**Task goal:** Could you return the whole listing, character for character?

**Data supplied:**
════════════════
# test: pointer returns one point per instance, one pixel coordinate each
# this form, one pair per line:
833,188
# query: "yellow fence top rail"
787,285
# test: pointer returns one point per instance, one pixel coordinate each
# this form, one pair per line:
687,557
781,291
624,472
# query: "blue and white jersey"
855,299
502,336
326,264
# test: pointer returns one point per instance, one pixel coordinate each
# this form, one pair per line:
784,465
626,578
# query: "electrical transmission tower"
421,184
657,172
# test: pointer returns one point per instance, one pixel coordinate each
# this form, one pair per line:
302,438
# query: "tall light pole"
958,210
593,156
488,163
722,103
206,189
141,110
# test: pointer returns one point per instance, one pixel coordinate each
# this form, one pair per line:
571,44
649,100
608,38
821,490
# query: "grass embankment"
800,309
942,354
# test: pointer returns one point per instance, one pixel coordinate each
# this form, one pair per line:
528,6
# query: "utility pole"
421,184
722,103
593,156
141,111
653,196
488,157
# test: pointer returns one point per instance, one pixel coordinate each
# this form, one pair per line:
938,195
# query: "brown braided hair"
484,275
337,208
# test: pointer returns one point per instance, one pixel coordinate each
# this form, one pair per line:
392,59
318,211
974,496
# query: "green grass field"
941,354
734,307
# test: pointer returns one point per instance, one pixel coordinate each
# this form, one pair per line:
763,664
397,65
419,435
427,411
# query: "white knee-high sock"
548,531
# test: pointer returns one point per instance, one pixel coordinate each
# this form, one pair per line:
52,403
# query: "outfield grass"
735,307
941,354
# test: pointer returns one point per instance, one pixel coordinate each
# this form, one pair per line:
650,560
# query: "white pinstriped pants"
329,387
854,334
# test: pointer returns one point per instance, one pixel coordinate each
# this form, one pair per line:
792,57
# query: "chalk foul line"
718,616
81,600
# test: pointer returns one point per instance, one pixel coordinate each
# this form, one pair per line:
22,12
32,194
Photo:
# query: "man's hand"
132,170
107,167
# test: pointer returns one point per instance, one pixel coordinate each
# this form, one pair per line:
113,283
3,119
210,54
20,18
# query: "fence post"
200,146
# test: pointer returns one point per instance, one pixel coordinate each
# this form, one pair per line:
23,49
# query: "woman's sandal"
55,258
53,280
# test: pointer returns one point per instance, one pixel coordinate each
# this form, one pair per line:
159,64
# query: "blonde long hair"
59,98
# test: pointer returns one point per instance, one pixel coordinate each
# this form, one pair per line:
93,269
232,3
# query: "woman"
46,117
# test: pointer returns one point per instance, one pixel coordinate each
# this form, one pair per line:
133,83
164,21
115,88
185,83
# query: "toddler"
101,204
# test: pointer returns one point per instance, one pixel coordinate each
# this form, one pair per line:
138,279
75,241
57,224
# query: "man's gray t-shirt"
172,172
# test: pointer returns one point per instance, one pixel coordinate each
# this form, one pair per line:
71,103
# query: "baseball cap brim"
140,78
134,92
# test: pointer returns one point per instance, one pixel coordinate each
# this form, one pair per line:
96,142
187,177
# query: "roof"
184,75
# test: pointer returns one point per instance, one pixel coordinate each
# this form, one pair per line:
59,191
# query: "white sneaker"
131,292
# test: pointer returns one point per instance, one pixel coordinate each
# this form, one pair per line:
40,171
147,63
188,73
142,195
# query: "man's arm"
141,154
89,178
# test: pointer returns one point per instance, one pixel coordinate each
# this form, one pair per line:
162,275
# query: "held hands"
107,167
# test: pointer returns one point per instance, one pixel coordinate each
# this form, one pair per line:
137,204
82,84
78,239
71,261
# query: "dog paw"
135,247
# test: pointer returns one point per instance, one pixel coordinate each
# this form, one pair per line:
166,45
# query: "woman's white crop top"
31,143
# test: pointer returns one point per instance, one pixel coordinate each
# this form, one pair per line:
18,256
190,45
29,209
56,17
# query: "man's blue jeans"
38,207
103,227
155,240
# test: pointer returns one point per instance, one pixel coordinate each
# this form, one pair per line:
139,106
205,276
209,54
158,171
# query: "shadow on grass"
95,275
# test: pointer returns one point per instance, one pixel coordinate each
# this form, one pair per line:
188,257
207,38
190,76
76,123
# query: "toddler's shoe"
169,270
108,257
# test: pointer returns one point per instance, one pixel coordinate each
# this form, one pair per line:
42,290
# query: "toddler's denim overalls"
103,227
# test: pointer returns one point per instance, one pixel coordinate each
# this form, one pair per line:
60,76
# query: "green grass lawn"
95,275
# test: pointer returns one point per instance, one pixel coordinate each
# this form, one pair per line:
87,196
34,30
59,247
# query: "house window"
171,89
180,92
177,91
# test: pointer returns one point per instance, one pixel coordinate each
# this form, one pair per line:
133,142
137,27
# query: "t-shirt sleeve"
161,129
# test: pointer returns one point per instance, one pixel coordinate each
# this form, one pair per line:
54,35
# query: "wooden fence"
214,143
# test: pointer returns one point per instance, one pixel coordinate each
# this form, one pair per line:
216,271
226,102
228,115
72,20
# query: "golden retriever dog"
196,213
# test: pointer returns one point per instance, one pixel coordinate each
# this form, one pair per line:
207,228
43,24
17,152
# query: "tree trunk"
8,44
════════════════
**Written reply:**
# test: pointer returns one point per instance, one pixel coordinate each
# this form, one pair per line:
833,188
# query: "yellow fence top rail"
787,285
# test: pointer returns one point per instance, one pixel coordinate each
# this form, one pair per line:
687,557
781,291
624,472
# query: "blue and white jersey"
855,299
502,336
326,264
# test: pointer returns one point per instance, one pixel coordinate each
# this form, one pair per line:
784,465
626,578
# query: "electrical transmission tower"
421,184
657,172
# test: pointer returns one point per instance, one pixel coordinate each
# this form, one pair per line:
302,438
# query: "tall light pole"
958,210
593,156
488,163
722,103
206,189
141,110
# test: pointer returns one point per instance, one pixel coordinate each
# this form, one pair per line:
571,44
649,100
608,38
821,490
# query: "grass embankment"
800,309
942,354
# test: pointer returns one point per instance, one pixel coordinate each
# this form, one pair per line:
528,6
# query: "utility pole"
421,184
722,103
593,156
141,111
653,196
488,157
# test: pointer returns one point per instance, one pixel coordinate each
# this form, one pair per line:
938,195
# query: "brown braided hair"
484,275
337,208
# test: pointer returns one point per instance, one pixel coordinate each
# this form, one pair per line:
392,59
318,211
974,496
# query: "green grass field"
941,354
734,307
# test: pointer returns one point per instance, one pixel coordinate each
# this form, one pair per line:
763,664
397,65
419,435
427,411
# query: "white knee-high sock"
548,531
# test: pointer returns one point per instance, one pixel coordinate each
# this form, one pair per line:
52,403
# query: "outfield grass"
735,307
941,354
# test: pointer returns one point per instance, one pixel coordinate each
# this form, one pair per line:
650,560
# query: "white pinstriped pants"
329,387
854,334
# test: pointer returns one point per instance, one pixel coordinate each
# this form, one pair per line:
792,57
# query: "chalk foul line"
718,616
81,600
# test: pointer returns one point per instance, one pixel coordinate each
# this form, one pair per line:
22,12
32,194
Photo:
# query: "man's hand"
132,170
107,167
# test: pointer returns one point per instance, one pixel coordinate each
# this form, one pair per line:
113,283
3,119
210,54
20,18
# query: "fence post"
200,146
# test: pointer returns one point per instance, one pixel coordinate each
# this form, one pair per line:
23,49
# query: "woman's sandal"
55,258
53,280
# test: pointer returns one point per instance, one pixel coordinate each
# this form, one pair per line:
159,64
# query: "blonde long hair"
59,98
# test: pointer returns one point per instance, one pixel coordinate each
# this form, one pair per line:
93,269
232,3
# query: "woman"
46,117
# test: pointer returns one point per instance, one pixel coordinate each
# this form, one pair per line:
133,83
164,21
115,88
185,83
# query: "toddler"
101,204
# test: pointer returns one point per instance, one pixel coordinate each
# this form, one pair per line:
138,279
75,241
57,224
# query: "man's gray t-shirt"
172,172
# test: pointer returns one point per instance, one pixel coordinate each
# this form, one pair per line:
71,103
# query: "baseball cap brim"
140,78
134,92
# test: pointer returns one point per instance, one pixel coordinate each
# this form, one pair per line:
96,142
187,177
# query: "roof"
184,75
# test: pointer returns one point per instance, one pixel coordinate each
# this form, one pair per line:
59,191
# query: "white sneaker"
131,292
# test: pointer returns one point per instance, one pixel coordinate each
# this form, one pair per line:
40,171
147,63
188,73
142,195
# query: "man's arm"
141,154
89,178
# test: pointer returns one point per instance, one pixel coordinate each
# this form, one pair per line:
162,275
# query: "held hands"
107,167
# test: pointer returns one point per instance, one pixel coordinate each
# this form, one pair per line:
137,204
82,84
78,239
71,261
# query: "dog paw"
135,247
# test: pointer returns one point per instance, one pixel coordinate each
# this form, one pair per line:
166,45
# query: "woman's white crop top"
31,143
# test: pointer returns one point per instance, one pixel coordinate each
# this form, one pair per line:
18,256
190,45
29,209
56,17
# query: "man's blue jeans"
38,207
103,227
155,240
# test: pointer returns one point per instance, one pixel coordinate each
# this form, one pair per line:
139,106
205,276
209,54
158,171
# query: "shadow on grass"
95,275
# test: pointer returns one point per instance, one pixel coordinate each
# this form, one pair per line:
188,257
207,38
190,76
76,123
# query: "toddler's shoe"
169,270
108,257
# test: pointer returns one point per instance, one pixel coordinate each
# this form, one pair per line:
42,290
# query: "toddler's denim overalls"
103,227
# test: pointer returns one point per instance, one pixel coordinate each
# this form, one pair per line:
60,76
# query: "green grass lawn"
95,275
# test: pointer returns one point per instance, one pixel coordinate each
# this form, one pair per line:
87,196
34,30
59,247
# query: "house window"
171,89
180,92
177,91
# test: pointer returns one point per instance, one pixel coordinate each
# this form, one pair per line:
133,142
137,27
# query: "t-shirt sleeve"
161,129
# test: pointer returns one point per instance, one pixel coordinate each
# this form, one pair per line:
54,35
# query: "wooden fence"
214,143
# test: pointer returns one point per instance, one pixel coordinate each
# this form, one pair per line:
216,271
226,102
228,115
72,20
# query: "golden retriever dog"
196,213
# test: pointer returns one point per instance, one pixel coordinate each
# this form, one pair per line:
207,228
43,24
17,152
# query: "tree trunk"
8,44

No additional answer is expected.